Location identification items:
◆ ◆ ◆ ◆

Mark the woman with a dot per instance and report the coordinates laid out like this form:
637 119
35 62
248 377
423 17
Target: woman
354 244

◆ ◆ ◆ ◆

*What to work on*
Print out the whole listing exactly as it appears.

*Exercise answer*
Mark the woman with a dot per instance and report the coordinates laid out like this form:
637 119
35 62
248 377
423 17
Target: woman
354 244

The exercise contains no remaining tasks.